Request 1: Could you copy the records below word for word, leaving out the pictures?

::::::::::

#ubuntu-us-dc 2011-05-16
<kjcole> Any special magic to make a very slow LiveCD boot faster?  I keep getting udevsettle timeouts.
<kjcole> (Tried with an LTS Live CD and a Maverick Live USB.  Both worked on other systems.  And the current system still boots into Windows XP, so the hardware's good...)
<bcurtiswx> get a new computer...?
<bcurtiswx> j/k
<maco> faster cd drive?
<maco> though a live usb shouldnt depend on that...
<kjcole> It appears the problem may somehow be the hard disk.
<kjcole> The USB eventually did boot (after about 12 minutes) but it doesn't see the hard disk.
<bcurtiswx> USB doesn't need the hard disk...
<bcurtiswx> so the CPU is just slow?
<bcurtiswx> whats the speed?
<kjcole> Yeah, but I'm having a chicken and egg problem (and may resort to digging up another stick): This machine has a fresh install of Windows XP but it's a Dell. It doesn't have any of the Dell drivers it needs.
<kjcole> Since it can't get out to the network without the drivers, I thought: Boot into Linux, and download everything to the Windows partition. It's worked for me before.
<bcurtiswx> kjcole, that is an intriguing issue..
<kjcole> Someone scrawled on it 3.4 GHz / 2 GB RAM. ;-)
<kjcole> I have to run to the other room to check out if that is, in fact, truthiness.

::::::::::

Request 2: Can you carry the chat log about the slow LiveCD boot further from its last line?

Dataset:
::::::::::

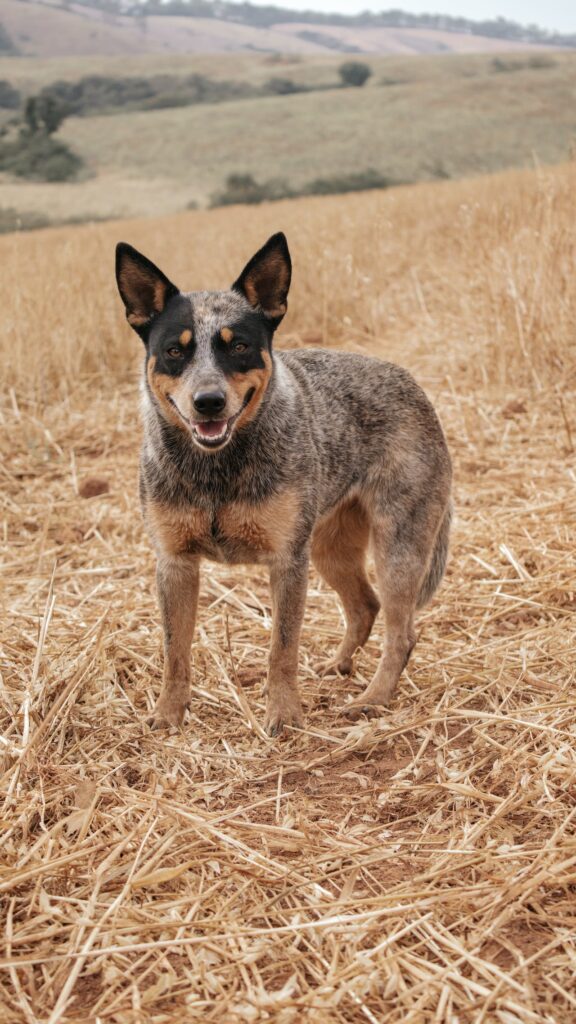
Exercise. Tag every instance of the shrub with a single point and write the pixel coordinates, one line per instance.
(340, 183)
(355, 73)
(40, 158)
(9, 97)
(243, 188)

::::::::::

Right answer 1:
Exercise. Tag every instance of the shrub with a single point and write the pixel coordinates, one line per instance.
(340, 183)
(355, 73)
(40, 158)
(9, 97)
(243, 188)

Right answer 2:
<bcurtiswx> lol
<maco> it could e a 3.4GHz celeron from 2002
<maco> that'd be slow... very little L2
<kjcole> Manufacture date on sticker (not hand scrawled) says 2006. (Dell Dimension 5150, to be precise.)
<kjcole> Under Windows it boots up at a reasonable speed.
<bcurtiswx> reasonable for windows or Linux? :P
<kjcole> Heh.
<kjcole> Given the comparison is a Linux USB stick...
<kjcole> BRB
<bcurtiswx> maco, whats the sponsors website?
<maco> http://reports.qa.ubuntu.com/reports/sponsoring/
<bcurtiswx> maco, thx
<bcurtiswx> i still don't have my luggage back from JFK, AA keeps telling me it's with the delivery company, but the delivery company hasn't called me or delivered it yet
<kjcole> Is there something to force a running system to try to wake a hard drive that it doesn't see?
<bcurtiswx> whats dmesg say?
<bcurtiswx> kjcole, ^^
<kjcole> Sorry.  Was in a chat with Dell.  No help there.  Let me look.
<kjcole> Sadly, lots of read errors.
<kjcole> What's the preferred pastebin?
<kjcole> http://pastebin.com/EBL3EZ7u
<kjcole> I'm loathe to reboot into Windows, but I guess I'll run a scan and see if I can improve on things.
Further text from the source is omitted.